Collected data
■ ■ ■

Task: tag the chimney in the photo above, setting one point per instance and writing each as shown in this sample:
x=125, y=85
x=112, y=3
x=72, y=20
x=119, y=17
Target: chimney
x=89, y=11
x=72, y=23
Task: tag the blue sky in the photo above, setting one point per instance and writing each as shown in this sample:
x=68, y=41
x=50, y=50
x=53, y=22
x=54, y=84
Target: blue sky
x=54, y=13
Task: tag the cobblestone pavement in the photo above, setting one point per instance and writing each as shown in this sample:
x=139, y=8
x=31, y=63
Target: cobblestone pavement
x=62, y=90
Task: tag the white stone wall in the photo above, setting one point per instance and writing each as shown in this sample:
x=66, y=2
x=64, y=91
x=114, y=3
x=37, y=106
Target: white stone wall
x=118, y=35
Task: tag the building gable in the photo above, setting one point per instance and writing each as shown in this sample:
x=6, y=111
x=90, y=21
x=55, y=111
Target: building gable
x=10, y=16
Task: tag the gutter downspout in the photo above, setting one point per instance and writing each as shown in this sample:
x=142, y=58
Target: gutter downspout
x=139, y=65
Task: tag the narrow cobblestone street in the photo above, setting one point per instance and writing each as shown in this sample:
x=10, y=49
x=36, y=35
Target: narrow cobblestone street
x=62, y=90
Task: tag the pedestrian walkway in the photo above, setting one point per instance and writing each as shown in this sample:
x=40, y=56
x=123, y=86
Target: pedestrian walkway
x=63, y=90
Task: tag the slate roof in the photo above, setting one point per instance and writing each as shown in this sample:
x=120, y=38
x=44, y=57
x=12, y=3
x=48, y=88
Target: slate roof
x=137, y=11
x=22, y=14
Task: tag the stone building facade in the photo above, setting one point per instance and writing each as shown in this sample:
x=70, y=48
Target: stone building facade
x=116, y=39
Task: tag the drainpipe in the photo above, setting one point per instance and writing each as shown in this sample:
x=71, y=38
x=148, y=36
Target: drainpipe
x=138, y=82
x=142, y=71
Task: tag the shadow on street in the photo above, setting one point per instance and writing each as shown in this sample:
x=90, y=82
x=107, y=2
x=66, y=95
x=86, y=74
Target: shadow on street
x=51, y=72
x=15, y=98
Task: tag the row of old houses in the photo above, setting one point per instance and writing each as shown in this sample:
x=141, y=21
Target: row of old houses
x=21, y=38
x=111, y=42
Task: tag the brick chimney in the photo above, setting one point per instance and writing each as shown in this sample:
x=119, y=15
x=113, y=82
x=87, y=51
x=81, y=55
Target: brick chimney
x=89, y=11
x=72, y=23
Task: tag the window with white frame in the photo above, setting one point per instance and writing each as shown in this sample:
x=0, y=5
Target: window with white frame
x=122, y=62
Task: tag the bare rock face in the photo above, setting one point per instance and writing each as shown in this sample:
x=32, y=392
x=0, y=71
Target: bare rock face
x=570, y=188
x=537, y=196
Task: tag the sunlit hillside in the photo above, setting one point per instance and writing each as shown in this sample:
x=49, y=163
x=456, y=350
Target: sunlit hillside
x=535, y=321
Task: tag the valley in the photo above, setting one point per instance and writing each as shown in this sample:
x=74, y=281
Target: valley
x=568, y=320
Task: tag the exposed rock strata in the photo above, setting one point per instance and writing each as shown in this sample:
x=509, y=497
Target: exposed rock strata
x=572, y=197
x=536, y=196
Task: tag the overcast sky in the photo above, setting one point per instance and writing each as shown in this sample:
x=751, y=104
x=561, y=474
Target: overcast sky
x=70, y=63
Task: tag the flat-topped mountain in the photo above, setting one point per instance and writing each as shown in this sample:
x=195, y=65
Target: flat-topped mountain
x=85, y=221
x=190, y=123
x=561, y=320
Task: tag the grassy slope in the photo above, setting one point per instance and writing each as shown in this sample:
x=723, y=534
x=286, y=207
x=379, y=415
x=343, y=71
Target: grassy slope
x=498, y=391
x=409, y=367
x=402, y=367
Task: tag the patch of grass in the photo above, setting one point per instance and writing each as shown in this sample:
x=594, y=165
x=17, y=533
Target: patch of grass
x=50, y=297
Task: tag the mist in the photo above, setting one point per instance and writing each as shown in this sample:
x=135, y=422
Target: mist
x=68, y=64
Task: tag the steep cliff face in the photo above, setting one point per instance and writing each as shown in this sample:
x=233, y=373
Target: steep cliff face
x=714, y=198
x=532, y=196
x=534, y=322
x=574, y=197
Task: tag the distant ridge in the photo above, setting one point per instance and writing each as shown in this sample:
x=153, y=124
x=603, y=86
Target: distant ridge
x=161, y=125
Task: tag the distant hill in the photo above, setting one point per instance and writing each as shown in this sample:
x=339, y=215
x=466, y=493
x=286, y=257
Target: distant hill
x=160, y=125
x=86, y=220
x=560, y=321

■ ■ ■

**Aim**
Convert all of the material above into a numbered list with one line per entry, and leave out any blank lines.

**Written solution**
1. Task: tag the chimney in the photo above, setting one point per instance and writing each as shown in this sample:
2. x=125, y=85
3. x=112, y=3
4. x=72, y=20
5. x=119, y=17
6. Target: chimney
7. x=89, y=11
8. x=72, y=23
9. Task: tag the blue sky in the photo above, setting one point per instance and writing each as shown in this sample:
10. x=68, y=41
11. x=50, y=50
12. x=53, y=22
13. x=54, y=84
14. Target: blue sky
15. x=54, y=13
16. Task: tag the cobblestone pavement in the photo above, setting one point per instance and writing each as shown in this sample:
17. x=139, y=8
18. x=31, y=63
19. Target: cobblestone pavement
20. x=62, y=90
21. Task: tag the white stone wall in the photo above, setting one point per instance and writing each as shown in this sample:
22. x=66, y=2
23. x=64, y=91
24. x=114, y=3
25. x=37, y=106
26. Target: white stone wall
27. x=118, y=35
28. Task: tag the building gable in the photo above, setting one point per instance and writing each as shown in this sample:
29. x=6, y=111
30. x=90, y=21
31. x=55, y=111
32. Target: building gable
33. x=10, y=16
34. Task: tag the gutter downspout in the photo above, setting one point per instance and writing each as shown in this sample:
35. x=142, y=58
36. Target: gutter downspout
37. x=139, y=65
38. Task: tag the narrow cobblestone street in the photo above, setting one point per instance and writing each as shown in this sample:
39. x=10, y=49
40. x=36, y=35
41. Target: narrow cobblestone street
42. x=62, y=90
43. Task: tag the pedestrian walkway in the photo above, setting one point per instance and writing each as shown in this sample:
44. x=40, y=56
45. x=123, y=86
46. Target: pedestrian walkway
47. x=63, y=90
48. Task: tag the slate roof in the photo above, setting one point per instance and writing each as shown in this sample:
49. x=120, y=38
50. x=44, y=57
51. x=12, y=3
52. x=48, y=88
53. Target: slate roof
54. x=137, y=11
55. x=22, y=14
56. Task: tag the stone building facade in the photo above, setting one point per instance and writing each as shown in this sample:
57. x=70, y=48
58. Target: stone building facade
59. x=116, y=39
60. Task: tag the drainpipe in the photo above, setting one point per instance and writing each as shown in this sample:
61. x=71, y=38
62. x=148, y=36
63. Target: drainpipe
64. x=138, y=82
65. x=142, y=71
66. Task: tag the shadow on street in the photo above, setting one point per instance and writing each as shown in this sample:
67. x=90, y=82
68. x=107, y=2
69. x=66, y=95
70. x=86, y=74
71. Target: shadow on street
72. x=51, y=72
73. x=15, y=98
74. Task: tag the row of old houses in the photo above, setting one point per instance and writing each as shown in this sample:
75. x=141, y=21
76. Target: row of old houses
77. x=21, y=38
78. x=111, y=42
79. Task: tag the brick chimney in the photo above, setting one point per instance and writing each as shown in this sample:
80. x=119, y=15
81. x=113, y=82
82. x=87, y=51
83. x=81, y=55
84. Target: brick chimney
85. x=89, y=11
86. x=72, y=23
87. Task: tag the window with white frame in the photo above, setting one point per instance and writing each as shown in this sample:
88. x=0, y=5
89. Target: window with white frame
90. x=122, y=62
91. Task: tag the bare rock face in the photo above, setting one point per instance and writing each as shown in this sample:
92. x=32, y=392
93. x=0, y=71
94. Target: bare rock face
95. x=570, y=188
96. x=537, y=196
97. Task: tag the sunlit hillside in the photo above, setting one point per instance and writing each as shown in this sample:
98. x=49, y=163
99. x=456, y=350
100. Target: sunlit hillside
101. x=535, y=321
102. Task: tag the valley in the photo above, setting one point per instance and writing each as shown in this sample:
103. x=74, y=281
104. Target: valley
105. x=568, y=320
106. Task: tag the exposed rock strata in the photo above, setting one point per instance and writing each as shown in this sample:
107. x=509, y=497
108. Target: exposed rock strata
109. x=572, y=197
110. x=536, y=196
111. Task: tag the overcast sky in the photo above, setting one point per instance and writing each as shown in this sample:
112. x=751, y=104
113. x=561, y=474
114. Target: overcast sky
115. x=70, y=63
116. Task: tag the flat-topped mountain in the photo above, setting one point per instance and writing each as shown in this sample:
117. x=195, y=65
118. Target: flat-topped mountain
119. x=85, y=221
120. x=190, y=123
121. x=561, y=320
122. Task: tag the grassy slope in the photo above, setting one point per instance and writing each as shown in this sample:
123. x=723, y=534
124. x=286, y=207
125. x=379, y=415
126. x=343, y=71
127. Target: grassy slope
128. x=498, y=391
129. x=409, y=367
130. x=402, y=367
131. Task: tag the patch of grass in the photo above, setting one point per instance and writing each as shown in this sample:
132. x=594, y=165
133. x=17, y=533
134. Target: patch of grass
135. x=50, y=297
136. Task: tag the mist in the photo above, setting one point per instance and writing each as shown in this sample:
137. x=135, y=422
138. Target: mist
139. x=68, y=64
140. Task: tag the steep cliff face in the photo above, setting one point per instance and writing each as shown in this sample:
141. x=233, y=373
142. Target: steep cliff face
143. x=714, y=198
144. x=532, y=196
145. x=534, y=322
146. x=574, y=197
147. Task: tag the distant ridge in the photo above, setting one point per instance and writing each as shown in this sample:
148. x=153, y=124
149. x=603, y=86
150. Target: distant ridge
151. x=161, y=125
152. Task: tag the distant hill in the photo above, setting one point per instance and writing each as shown in this sample:
153. x=339, y=215
154. x=466, y=493
155. x=286, y=257
156. Target: distant hill
157. x=160, y=125
158. x=86, y=220
159. x=560, y=321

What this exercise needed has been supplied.